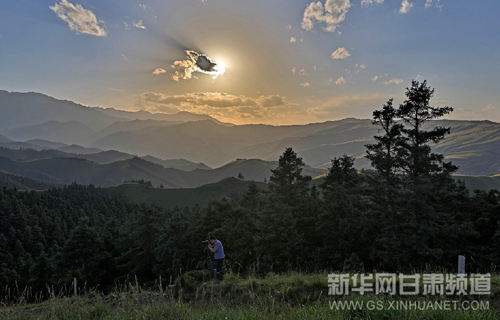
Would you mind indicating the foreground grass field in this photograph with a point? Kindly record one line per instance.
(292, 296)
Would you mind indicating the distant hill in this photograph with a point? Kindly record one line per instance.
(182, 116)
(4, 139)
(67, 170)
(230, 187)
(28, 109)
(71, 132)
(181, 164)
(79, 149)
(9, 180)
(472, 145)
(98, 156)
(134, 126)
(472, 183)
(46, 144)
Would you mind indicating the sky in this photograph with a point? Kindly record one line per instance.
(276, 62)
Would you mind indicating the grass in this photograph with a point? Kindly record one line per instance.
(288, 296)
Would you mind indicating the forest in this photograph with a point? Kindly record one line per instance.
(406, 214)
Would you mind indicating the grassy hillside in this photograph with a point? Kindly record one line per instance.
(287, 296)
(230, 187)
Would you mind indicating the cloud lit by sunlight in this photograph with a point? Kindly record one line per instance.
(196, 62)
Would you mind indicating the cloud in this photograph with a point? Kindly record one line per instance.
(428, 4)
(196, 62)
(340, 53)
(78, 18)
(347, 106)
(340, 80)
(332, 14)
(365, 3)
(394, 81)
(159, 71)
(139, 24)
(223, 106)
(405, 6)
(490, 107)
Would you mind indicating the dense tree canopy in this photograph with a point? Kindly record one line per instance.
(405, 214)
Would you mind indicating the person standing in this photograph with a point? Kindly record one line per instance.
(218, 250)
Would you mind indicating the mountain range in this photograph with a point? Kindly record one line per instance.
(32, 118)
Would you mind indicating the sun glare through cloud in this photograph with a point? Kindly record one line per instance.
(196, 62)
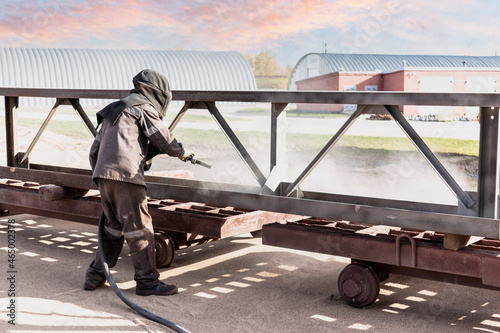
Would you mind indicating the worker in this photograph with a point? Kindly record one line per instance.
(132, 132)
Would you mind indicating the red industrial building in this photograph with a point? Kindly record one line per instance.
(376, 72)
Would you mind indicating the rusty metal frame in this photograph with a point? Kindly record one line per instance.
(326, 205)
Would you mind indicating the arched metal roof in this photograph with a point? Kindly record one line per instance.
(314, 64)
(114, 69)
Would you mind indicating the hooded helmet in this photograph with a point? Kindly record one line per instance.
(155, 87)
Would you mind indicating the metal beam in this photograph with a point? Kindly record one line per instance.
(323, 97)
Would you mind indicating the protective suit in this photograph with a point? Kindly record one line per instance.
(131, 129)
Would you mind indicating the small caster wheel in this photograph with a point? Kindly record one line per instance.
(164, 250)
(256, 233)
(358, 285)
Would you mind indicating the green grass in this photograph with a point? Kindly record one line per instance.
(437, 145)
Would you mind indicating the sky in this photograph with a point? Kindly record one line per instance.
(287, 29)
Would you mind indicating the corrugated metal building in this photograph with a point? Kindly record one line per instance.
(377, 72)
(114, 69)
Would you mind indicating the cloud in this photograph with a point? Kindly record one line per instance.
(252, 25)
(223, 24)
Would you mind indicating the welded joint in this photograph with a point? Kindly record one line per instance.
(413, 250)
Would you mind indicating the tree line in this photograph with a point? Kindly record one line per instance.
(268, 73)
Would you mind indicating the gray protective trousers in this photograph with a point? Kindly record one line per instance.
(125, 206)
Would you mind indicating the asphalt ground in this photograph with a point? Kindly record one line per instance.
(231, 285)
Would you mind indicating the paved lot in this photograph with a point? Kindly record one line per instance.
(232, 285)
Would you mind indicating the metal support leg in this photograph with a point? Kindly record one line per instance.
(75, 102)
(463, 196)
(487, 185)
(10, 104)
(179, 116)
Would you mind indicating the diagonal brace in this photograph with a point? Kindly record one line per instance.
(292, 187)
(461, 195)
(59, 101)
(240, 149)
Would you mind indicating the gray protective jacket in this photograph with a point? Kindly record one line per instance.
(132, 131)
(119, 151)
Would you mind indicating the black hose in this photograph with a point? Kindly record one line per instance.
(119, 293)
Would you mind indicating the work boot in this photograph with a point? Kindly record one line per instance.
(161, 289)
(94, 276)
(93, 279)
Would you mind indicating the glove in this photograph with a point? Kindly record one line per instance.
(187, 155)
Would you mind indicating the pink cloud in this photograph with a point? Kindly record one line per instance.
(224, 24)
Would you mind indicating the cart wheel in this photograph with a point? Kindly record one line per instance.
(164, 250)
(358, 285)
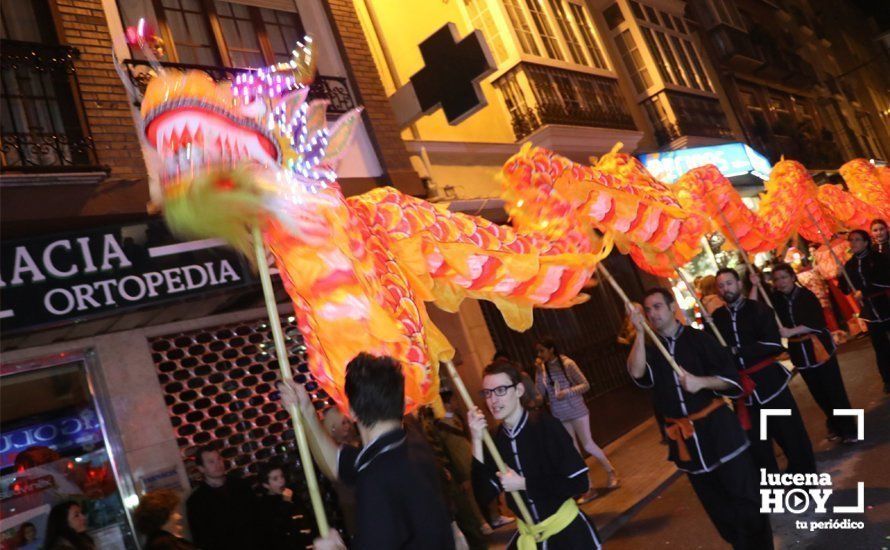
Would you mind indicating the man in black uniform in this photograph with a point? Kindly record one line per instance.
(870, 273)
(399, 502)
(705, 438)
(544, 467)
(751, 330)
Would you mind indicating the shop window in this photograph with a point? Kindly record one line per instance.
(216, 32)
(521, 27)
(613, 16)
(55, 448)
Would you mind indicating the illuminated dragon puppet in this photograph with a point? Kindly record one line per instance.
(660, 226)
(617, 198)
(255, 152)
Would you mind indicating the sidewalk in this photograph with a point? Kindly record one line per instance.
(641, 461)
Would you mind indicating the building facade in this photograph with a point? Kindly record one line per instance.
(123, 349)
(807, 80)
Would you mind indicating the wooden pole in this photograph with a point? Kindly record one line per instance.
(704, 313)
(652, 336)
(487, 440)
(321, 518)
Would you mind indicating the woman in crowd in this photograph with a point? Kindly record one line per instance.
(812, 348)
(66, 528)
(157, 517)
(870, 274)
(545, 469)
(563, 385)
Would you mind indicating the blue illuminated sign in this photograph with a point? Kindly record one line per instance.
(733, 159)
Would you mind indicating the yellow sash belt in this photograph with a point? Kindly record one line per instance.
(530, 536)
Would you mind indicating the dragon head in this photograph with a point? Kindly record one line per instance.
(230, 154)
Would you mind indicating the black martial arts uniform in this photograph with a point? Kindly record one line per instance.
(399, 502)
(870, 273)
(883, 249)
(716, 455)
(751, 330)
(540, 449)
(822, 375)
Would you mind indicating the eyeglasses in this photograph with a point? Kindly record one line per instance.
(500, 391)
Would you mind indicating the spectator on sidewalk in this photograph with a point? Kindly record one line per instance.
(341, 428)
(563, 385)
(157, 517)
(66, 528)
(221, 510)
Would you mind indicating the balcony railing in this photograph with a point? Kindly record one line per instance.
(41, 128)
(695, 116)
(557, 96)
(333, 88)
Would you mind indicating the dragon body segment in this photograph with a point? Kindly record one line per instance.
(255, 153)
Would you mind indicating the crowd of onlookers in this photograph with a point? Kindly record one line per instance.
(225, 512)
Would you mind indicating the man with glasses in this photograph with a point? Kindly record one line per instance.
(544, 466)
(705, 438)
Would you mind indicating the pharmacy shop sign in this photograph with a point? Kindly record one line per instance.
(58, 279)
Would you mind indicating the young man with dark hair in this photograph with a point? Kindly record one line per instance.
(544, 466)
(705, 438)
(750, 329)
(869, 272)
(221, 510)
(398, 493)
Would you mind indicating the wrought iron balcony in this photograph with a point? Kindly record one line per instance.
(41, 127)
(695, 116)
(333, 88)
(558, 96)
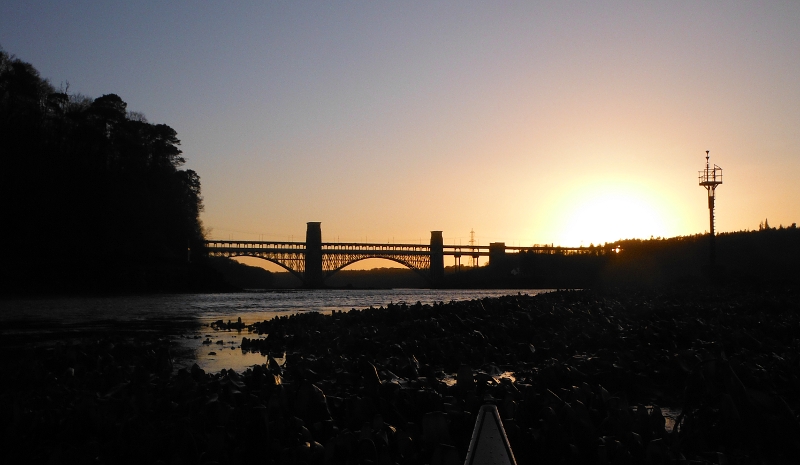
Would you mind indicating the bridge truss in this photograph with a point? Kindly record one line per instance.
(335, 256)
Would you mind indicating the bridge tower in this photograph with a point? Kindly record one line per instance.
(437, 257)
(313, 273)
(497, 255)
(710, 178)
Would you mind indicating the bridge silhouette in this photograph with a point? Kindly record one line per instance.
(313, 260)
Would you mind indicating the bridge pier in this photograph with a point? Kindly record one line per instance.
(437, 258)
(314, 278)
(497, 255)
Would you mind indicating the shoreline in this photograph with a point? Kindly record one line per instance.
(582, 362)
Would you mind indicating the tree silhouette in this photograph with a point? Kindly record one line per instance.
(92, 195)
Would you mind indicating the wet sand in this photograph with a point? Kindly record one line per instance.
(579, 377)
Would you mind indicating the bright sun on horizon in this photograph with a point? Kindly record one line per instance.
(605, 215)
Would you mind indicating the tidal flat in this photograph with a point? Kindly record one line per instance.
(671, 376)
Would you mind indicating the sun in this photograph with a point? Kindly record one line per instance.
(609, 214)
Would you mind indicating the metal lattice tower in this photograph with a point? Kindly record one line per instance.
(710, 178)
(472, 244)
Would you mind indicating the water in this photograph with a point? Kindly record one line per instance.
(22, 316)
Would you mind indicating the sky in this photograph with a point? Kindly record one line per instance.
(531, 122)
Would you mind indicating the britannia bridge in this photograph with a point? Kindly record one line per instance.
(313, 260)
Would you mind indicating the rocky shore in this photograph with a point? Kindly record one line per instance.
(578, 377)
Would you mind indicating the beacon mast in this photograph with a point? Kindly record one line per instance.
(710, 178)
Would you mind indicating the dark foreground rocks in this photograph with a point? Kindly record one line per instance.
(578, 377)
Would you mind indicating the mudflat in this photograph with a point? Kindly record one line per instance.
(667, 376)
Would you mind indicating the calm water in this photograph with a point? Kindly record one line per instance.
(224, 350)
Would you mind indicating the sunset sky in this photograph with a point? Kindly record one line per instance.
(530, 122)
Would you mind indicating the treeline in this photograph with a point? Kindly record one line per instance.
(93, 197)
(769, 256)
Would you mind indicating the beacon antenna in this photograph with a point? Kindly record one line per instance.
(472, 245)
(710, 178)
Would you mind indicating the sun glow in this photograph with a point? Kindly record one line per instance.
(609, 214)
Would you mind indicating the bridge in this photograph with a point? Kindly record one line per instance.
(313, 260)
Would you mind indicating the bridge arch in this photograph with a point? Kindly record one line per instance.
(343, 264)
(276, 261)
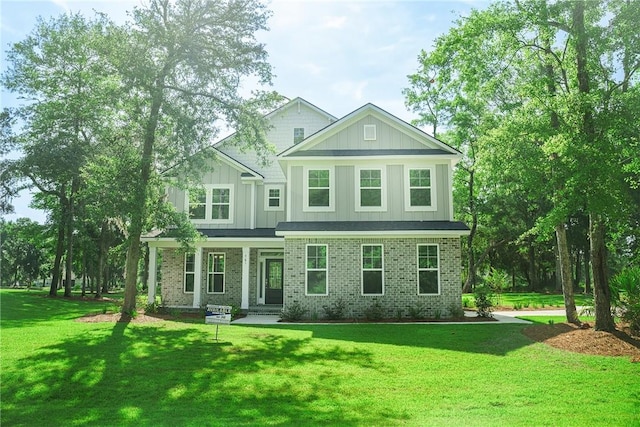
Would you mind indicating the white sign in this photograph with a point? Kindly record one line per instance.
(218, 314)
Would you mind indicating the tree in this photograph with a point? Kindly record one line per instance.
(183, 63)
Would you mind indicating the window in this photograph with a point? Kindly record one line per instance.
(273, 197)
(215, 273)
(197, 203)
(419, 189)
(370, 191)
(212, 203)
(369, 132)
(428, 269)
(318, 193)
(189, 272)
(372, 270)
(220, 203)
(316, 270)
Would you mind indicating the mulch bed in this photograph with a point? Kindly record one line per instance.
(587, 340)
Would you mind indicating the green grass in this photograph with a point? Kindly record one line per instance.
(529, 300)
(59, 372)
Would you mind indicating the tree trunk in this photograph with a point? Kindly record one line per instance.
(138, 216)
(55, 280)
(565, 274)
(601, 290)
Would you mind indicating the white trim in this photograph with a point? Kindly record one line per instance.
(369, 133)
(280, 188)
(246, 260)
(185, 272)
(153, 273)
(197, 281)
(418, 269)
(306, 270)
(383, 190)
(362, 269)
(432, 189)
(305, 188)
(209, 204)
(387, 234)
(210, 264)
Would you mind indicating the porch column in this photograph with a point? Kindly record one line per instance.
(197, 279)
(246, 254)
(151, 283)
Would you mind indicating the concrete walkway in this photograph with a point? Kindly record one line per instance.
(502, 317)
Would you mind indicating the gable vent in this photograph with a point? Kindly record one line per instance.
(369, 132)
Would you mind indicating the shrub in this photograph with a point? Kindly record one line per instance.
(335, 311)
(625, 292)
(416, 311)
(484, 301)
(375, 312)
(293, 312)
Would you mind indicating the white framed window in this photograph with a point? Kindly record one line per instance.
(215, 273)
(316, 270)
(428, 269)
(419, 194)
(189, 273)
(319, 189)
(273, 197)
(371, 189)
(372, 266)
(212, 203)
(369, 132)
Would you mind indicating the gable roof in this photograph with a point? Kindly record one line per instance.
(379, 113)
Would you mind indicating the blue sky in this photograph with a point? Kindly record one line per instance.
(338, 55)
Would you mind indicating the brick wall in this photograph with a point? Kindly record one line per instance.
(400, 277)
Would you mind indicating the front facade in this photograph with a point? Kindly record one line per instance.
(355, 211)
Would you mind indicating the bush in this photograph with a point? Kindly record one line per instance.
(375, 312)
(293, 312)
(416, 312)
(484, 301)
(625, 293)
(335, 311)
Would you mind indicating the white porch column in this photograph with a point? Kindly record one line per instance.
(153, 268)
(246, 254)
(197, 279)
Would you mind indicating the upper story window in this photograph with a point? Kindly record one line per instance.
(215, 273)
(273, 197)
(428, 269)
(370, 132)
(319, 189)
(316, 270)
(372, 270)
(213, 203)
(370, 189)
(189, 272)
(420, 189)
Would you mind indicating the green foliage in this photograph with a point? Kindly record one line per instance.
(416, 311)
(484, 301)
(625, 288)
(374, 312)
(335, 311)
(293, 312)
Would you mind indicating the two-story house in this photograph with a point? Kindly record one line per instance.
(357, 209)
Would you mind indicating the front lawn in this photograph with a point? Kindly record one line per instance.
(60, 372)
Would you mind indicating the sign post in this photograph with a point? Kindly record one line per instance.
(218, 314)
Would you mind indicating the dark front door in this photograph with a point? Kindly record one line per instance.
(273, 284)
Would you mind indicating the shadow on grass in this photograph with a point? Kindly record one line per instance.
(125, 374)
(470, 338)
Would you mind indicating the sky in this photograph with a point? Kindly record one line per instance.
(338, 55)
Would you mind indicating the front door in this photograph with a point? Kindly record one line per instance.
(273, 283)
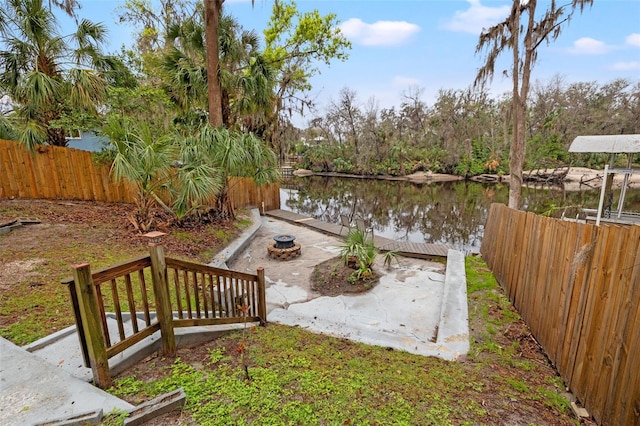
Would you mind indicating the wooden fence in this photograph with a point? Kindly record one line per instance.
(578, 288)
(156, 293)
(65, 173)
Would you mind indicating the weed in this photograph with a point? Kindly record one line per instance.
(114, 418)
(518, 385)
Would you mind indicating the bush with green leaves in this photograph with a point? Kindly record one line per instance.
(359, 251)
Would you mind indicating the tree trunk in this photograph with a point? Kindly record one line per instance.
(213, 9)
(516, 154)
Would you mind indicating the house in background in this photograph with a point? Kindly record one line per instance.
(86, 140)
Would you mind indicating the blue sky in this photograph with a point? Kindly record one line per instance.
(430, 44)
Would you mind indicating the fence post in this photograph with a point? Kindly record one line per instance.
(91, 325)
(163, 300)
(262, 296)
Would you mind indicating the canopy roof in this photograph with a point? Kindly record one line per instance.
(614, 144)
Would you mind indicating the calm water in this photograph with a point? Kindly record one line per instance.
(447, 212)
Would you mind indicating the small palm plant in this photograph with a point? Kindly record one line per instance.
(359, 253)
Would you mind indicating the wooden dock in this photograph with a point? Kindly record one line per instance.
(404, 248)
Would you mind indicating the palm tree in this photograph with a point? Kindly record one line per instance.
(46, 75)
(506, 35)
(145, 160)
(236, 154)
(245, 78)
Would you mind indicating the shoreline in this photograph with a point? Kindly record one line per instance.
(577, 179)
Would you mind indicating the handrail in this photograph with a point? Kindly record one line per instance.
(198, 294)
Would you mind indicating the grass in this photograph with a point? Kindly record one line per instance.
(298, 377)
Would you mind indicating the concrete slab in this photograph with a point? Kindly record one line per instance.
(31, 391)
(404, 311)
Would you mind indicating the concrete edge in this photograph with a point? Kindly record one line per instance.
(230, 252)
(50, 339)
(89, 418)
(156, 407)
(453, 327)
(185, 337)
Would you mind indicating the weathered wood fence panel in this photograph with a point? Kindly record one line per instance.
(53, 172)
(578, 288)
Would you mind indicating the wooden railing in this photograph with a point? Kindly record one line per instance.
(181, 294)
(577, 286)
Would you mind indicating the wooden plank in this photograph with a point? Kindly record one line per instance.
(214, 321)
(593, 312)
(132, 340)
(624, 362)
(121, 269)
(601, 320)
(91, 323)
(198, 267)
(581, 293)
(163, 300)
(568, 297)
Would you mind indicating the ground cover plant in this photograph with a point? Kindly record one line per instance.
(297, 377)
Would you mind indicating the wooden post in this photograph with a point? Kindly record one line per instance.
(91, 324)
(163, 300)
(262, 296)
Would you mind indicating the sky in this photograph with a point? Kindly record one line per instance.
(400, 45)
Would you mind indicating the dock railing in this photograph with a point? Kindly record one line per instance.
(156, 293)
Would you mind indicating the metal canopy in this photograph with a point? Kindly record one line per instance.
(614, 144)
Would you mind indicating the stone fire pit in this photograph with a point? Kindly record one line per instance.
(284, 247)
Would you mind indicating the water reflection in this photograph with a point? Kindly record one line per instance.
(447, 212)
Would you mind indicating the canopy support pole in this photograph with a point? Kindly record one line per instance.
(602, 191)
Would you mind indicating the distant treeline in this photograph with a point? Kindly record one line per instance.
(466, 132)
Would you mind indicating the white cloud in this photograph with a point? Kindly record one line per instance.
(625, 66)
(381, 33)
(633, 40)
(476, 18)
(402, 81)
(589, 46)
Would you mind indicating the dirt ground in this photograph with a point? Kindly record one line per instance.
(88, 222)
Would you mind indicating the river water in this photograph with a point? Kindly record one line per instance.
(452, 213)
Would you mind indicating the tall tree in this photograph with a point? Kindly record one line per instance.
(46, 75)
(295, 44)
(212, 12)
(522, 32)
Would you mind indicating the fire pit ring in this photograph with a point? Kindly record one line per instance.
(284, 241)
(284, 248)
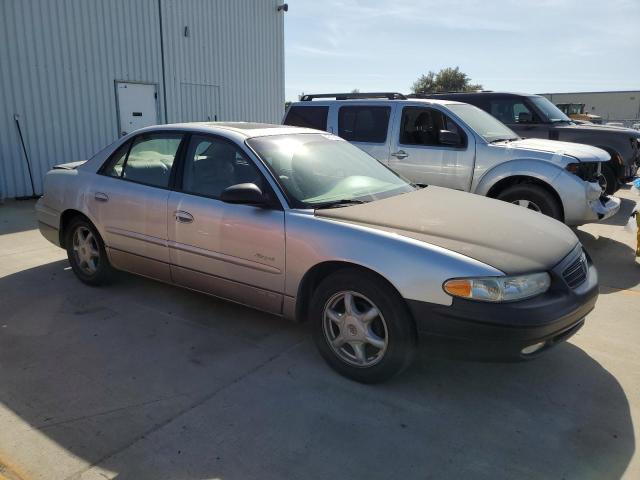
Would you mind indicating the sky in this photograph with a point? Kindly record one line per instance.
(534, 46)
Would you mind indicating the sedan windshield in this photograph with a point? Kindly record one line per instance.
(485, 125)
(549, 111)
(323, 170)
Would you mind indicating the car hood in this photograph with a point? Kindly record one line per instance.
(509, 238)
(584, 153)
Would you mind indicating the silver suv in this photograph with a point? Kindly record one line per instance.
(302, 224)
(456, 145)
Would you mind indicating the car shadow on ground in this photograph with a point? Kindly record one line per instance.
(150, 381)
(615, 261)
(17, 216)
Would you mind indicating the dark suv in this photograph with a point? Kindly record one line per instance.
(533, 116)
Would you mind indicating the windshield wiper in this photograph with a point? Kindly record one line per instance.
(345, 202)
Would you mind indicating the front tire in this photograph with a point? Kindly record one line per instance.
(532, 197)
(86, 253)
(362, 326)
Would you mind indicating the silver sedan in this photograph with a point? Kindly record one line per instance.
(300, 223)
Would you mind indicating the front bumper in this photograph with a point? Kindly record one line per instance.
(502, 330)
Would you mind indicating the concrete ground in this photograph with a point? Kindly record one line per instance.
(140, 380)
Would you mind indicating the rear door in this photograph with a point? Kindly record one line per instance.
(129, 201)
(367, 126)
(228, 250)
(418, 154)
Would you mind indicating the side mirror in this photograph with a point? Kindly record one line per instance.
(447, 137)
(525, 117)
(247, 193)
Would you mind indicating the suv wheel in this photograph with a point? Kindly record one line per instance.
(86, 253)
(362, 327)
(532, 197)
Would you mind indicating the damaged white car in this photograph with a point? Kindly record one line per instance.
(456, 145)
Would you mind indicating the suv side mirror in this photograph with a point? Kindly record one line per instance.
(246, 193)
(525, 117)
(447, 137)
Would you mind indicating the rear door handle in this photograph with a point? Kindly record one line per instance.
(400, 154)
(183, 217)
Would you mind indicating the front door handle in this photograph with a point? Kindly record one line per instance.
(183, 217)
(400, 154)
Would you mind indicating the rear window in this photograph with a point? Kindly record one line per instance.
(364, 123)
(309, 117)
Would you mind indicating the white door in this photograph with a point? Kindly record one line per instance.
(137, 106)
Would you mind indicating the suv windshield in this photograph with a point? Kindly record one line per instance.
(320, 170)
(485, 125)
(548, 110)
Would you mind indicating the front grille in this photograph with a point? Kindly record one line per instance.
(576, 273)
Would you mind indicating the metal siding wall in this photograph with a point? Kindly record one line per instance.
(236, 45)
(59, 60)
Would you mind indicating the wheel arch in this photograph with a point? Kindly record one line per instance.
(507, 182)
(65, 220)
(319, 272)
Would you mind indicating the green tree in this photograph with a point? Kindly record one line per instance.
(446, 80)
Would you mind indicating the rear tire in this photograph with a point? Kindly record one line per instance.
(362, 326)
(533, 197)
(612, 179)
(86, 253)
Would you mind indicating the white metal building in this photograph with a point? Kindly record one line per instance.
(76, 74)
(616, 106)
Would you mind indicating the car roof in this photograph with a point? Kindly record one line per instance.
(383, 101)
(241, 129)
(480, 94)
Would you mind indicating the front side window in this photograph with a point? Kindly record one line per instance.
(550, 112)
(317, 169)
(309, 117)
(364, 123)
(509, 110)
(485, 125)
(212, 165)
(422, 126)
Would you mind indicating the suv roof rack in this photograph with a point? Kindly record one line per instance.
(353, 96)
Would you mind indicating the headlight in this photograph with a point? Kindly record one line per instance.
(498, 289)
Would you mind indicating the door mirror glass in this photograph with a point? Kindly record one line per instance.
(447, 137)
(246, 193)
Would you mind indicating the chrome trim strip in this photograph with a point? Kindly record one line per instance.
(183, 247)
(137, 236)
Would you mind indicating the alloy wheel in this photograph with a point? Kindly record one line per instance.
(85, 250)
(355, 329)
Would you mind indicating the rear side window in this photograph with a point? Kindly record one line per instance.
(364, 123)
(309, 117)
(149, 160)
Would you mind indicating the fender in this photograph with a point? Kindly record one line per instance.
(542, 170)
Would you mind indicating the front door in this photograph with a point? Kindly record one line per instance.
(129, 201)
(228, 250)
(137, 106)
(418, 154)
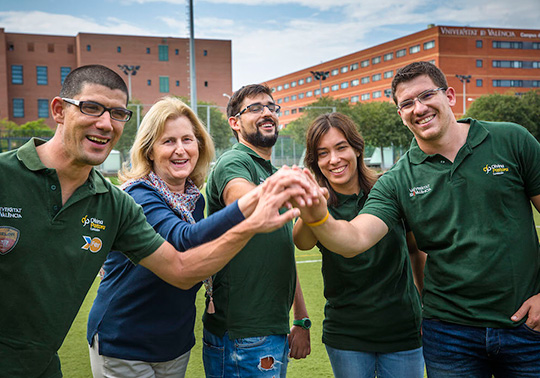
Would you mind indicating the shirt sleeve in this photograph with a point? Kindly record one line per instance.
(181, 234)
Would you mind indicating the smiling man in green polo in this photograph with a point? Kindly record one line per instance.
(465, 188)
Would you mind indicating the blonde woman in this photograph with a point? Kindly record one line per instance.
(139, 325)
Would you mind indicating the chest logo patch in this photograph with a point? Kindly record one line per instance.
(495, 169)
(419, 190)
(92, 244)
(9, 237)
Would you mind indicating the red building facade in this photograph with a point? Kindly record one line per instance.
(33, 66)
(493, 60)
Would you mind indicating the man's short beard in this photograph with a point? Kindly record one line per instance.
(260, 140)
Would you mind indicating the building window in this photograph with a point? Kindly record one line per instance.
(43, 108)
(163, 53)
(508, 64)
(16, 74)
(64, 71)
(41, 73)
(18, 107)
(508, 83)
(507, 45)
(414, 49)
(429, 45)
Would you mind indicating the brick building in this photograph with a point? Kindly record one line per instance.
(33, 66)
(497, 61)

__DO THIS__
Reproduce, exactly and with nothing added, the lines from the one that includes "Would you mind indicating the shirt" through the last line of the material.

__RESPONSE TO THE TASK__
Would you mind indicating the shirt sleeve in this photograph with a point? Kindly record one line per instance.
(181, 234)
Would you mind indicating the smiling man in green polo in this photograph with a point? Kindly record one line per instance.
(465, 188)
Would you mind indicating the blonde woman in this photograph with a point? Kindly record one line per instance.
(139, 325)
Would you mind indicating the chest logo patch in this photograph with a point? Kindly record one line per instance.
(495, 169)
(419, 190)
(92, 244)
(9, 237)
Would you mind indicating the red building facade in this photograph with a point? Kindly record one line per instance.
(33, 66)
(493, 60)
Would you mind indicating the man's short beard in this photograph with a point? Kindly record one line per instance.
(260, 140)
Would you mind indicating the building window in this photograph with a point? Kindly record one line per instance.
(43, 108)
(163, 53)
(508, 64)
(16, 74)
(64, 71)
(41, 73)
(18, 107)
(508, 83)
(507, 45)
(414, 49)
(429, 45)
Would you mind indicating the brick building in this photograph with a point? Kindly record one line per instance.
(33, 66)
(497, 61)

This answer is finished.